--- Begin Data excerpts ---
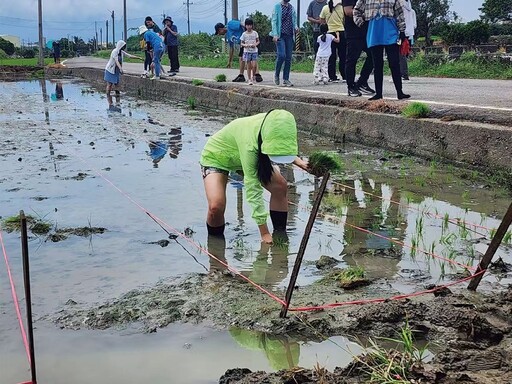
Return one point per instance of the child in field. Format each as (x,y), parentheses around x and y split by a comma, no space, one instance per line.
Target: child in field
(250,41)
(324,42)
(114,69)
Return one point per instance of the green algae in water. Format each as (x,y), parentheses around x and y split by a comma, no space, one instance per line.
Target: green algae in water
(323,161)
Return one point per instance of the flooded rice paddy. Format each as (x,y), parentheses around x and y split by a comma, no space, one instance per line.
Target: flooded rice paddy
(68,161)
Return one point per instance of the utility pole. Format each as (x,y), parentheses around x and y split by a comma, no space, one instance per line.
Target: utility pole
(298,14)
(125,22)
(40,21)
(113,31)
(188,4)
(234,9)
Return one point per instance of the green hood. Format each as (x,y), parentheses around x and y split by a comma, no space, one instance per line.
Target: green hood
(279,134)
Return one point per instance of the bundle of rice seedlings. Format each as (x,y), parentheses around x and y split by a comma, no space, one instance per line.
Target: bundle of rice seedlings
--- End Data excerpts ---
--- Begin Data excerpts ---
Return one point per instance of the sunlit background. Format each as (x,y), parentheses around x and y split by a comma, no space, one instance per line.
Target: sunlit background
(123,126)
--- End Data excerpts ---
--- Begin Data excerpts ---
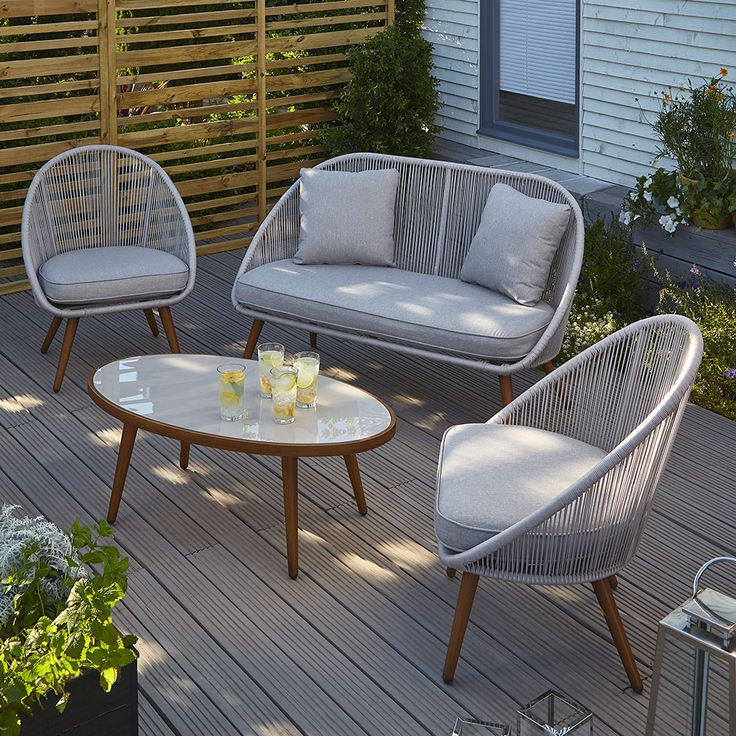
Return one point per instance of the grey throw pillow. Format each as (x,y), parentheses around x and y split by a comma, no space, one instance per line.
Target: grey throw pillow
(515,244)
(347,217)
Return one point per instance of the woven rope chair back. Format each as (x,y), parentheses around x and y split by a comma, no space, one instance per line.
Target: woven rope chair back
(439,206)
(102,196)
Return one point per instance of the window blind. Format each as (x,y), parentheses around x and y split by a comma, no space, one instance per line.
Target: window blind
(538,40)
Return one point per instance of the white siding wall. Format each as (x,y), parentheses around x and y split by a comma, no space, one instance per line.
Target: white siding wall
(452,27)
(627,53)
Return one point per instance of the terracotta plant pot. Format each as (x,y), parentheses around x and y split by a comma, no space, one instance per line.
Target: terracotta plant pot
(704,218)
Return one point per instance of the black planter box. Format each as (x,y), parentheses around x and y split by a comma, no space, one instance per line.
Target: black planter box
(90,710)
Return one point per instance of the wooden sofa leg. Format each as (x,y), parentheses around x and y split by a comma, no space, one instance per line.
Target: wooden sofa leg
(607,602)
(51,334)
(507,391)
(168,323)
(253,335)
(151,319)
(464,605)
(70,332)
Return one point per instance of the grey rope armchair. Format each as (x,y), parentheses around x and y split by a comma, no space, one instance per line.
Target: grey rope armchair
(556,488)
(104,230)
--- End Data excerpts ---
_Your instructions:_
Reproduce the listing from the line with "Return one point per instance of the green hood." to the line with "Target: bundle of rice seedlings", both lines included and the requests kept as they are. In the answers, offset every coordinate by adding 103 to each number.

_Worked answer:_
Return one point per instance of the green hood. Format each as (x,y), parentheses around x and y split by a comma, no space, one instance per line.
Target: green hood
(382,237)
Return one point per instance of the bundle of rice seedlings. Format each as (x,y), parentheses around x and y split by a comma, no space, one instance per line.
Target: bundle of rice seedlings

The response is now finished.